Selected extract:
———

Doctors in north say new app could shorten appointment waiting lists

Trouble getting to see your GP? A new partially high-tech way of contacting your medical practice that's being trialled in Northern Ireland could do for doctors' appointments what Google did for the internet, writes Joanne Sweeney

Northern Ireland's 900 GPs deal with 13 million consultations a year, which means long waiting times for appointments at some practices
Joanne Sweeney

THE demand for appointments to see Northern Ireland’s 900-plus GPs has never been higher – but never has the waiting list been longer to get a routine appointment.

With waits of up to two or three weeks before patients see their doctor, the answer to handling the crippling demand may lie in a computer algorithm. Just as Google’s top-secret algorithms revolutionised search engines on the internet, the algorithm behind the askmyGP system may change forever how patients here interact with their GPs.

Using a combination of phone consultations and a computerised question-and-answer session, several GP practices in west and east Belfast and Derry have introduced askmyGP as a pilot scheme backed by the Health and Social Care Board.

The aim of the new system to is effectively triage the patient’s need for treatment to ensure that those patients who need to see a GP that day are seen and those who may need to see a nurse or get a prescription are also efficiently dealt with.

Simply explained, when a patient rings the practice they tell the receptionist what is wrong with them and the GP calls them back, offering an appointment that day or the next if there’s a need, or arranging a nurse appointment or prescription.

The more tech-savvy patients have the option of using askmyGP from their smart phones, notebooks or computers and going through a computerised survey where they answer questions and the results are submitted to the doctor.

The result is the same in both cases – depending on the information that the GP gets, he or she can arrange to see the patient on the same day.

Dr Tom Black is chairman of the Northern Ireland General Practitioners Committee and has introduced the system to his Abbey Medical Practice in Derry in recent weeks. Other practices to run the pilot scheme are that of Dr Michael McKenna, who has a busy practice on Belfast's Falls Road, and another practice in the Holywood Arches medical centre in the east of the city.

Dr Black said: “With 13 million consultations in Northern Ireland, we simply cannot meet that demand with the number of GPs that we have.

“More than half of GPs in Northern Ireland work online from home at night to catch up with prescriptions. The opportunity for us to pilot this out came when I was made aware of this in England and how well it’s worked over here so when I put it to the Health and Social Care Board they were keen to explore it as it promotes remote working.”

Dr Black and his colleagues involved in the pilot arrive into work every morning with no appointments booked in order to treat patients as the need arises.

He added: “It takes about four weeks to clear up the waiting list so you can start afresh and that last week of appointments is tough. So since we introduced it on May 6, we deal with everything on the day.”

Dr McKenna says that so far the reaction to the new system from staff and patients has been very encouraging.

His practice has 2,700 patients and within two week of introducing the phone and algorithm system, he says that 70 per cent of the patients said it was better with 20 per cent saying it was the same.

“AskmyGP appeals to the more tech-savvy group of patients who will initially use it the most but as time goes on we would hope that it would grow. It doesn’t change the patient demand, it just allows the practice deal with it in a more controlled way. It’s a bit like what one of my colleagues described it, that 'you do today’s work today'. There’s no waiting time for the patient.

“If you need to be seen, I can say to the patient to come down today at a certain time. The reaction we get from patients is often ‘What do you mean come down today?’ They can be surprised at that.

“My average time to ring back a patient is about 12 minutes. It’s been found in the UK that using the algorithm means that GPs get more information about the patient’s ailment than the traditional eight-to-10-minute face-to-face consultation.”

Dr McKenna's practice has found that the number of missed appointments has reduced dramatically too.

Both doctors agree that most of the patients who want an appointment do not need to be seen but they realise that this system would not suit a small number of patients who are used to the more traditional way.

Dr Black added: “I think it’s inevitable that we will see more practices introducing this pilot after the Board reviews it and sees if it is effective – and the answer will be yes.”

———

Extracted data:
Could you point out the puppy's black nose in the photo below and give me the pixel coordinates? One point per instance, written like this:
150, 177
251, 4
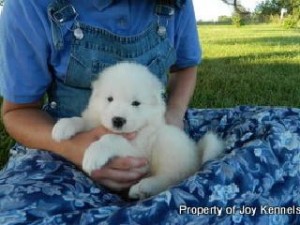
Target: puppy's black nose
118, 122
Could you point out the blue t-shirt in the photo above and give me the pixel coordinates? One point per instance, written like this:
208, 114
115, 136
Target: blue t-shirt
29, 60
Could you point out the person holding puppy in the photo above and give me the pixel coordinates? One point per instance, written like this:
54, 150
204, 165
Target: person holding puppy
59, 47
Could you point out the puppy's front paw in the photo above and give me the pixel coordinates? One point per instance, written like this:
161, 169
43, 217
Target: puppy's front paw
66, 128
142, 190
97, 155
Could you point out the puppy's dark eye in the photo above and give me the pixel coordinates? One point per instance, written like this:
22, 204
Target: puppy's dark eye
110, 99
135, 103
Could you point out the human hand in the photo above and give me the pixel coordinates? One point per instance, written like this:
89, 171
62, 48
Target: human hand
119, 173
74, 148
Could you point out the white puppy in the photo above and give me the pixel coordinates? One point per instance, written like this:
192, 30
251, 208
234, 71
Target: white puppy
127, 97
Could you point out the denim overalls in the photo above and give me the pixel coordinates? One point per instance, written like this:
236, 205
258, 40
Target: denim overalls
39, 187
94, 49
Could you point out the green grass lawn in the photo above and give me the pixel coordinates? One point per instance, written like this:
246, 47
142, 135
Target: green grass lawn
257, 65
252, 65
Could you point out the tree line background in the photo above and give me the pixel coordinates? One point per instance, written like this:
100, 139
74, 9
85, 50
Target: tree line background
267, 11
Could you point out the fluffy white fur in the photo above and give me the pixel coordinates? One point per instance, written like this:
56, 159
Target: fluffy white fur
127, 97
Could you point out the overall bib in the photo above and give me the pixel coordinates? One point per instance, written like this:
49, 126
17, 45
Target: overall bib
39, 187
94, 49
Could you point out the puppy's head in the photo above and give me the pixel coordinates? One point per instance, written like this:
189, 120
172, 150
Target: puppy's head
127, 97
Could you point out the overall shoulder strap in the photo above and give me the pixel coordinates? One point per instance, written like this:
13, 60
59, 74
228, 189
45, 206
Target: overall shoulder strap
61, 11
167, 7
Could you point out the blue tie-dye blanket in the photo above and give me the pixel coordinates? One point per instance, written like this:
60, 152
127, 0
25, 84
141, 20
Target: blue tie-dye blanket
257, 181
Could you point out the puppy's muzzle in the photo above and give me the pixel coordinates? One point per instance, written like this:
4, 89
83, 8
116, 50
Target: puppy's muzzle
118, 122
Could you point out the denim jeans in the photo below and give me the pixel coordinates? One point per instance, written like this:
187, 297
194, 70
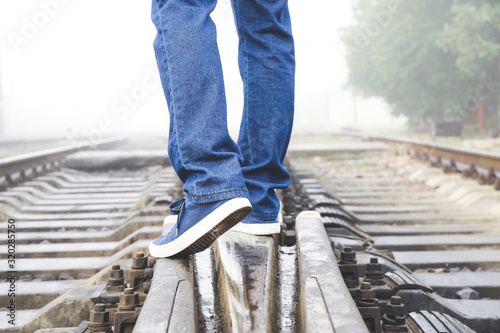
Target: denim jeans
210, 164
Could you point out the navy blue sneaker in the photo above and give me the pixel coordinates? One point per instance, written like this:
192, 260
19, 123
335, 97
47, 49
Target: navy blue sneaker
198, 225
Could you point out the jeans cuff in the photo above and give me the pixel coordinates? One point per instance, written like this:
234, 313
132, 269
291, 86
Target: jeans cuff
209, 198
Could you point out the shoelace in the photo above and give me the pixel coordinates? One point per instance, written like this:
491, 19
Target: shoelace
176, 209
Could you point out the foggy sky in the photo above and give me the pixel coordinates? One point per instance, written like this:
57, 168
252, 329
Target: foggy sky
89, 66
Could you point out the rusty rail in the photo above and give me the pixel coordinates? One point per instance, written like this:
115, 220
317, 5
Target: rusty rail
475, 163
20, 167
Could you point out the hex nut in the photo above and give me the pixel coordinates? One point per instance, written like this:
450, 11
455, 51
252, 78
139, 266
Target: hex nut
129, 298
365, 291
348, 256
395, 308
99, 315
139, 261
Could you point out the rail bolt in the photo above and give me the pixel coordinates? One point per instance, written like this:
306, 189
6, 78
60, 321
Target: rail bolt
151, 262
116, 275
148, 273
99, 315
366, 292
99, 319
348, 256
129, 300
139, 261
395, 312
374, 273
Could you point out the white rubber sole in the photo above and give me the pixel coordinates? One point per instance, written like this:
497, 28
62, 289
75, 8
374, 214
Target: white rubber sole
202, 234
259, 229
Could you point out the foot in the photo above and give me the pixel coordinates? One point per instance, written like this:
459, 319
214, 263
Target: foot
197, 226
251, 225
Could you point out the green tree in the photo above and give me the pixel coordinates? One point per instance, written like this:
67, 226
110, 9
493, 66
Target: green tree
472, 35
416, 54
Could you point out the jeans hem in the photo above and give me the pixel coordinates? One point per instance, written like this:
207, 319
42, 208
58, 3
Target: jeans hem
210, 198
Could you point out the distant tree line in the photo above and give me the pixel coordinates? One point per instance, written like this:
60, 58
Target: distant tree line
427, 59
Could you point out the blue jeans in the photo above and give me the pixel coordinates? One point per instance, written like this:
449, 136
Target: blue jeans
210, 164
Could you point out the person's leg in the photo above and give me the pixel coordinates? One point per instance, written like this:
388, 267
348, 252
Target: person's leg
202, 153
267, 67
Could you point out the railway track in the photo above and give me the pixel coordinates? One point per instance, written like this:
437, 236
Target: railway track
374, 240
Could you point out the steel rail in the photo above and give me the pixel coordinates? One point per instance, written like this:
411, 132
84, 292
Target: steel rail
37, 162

———

What to produce: Render this sentence from the article on the askmyGP pilot in Spanish: "Dr McKenna says that so far the reaction to the new system from staff and patients has been very encouraging." The items have no connection to the article on the askmyGP pilot.

Response for this exercise: El Dr. McKenna dice que, hasta ahora, la reacción del personal y de los pacientes ante el nuevo sistema ha sido muy alentadora.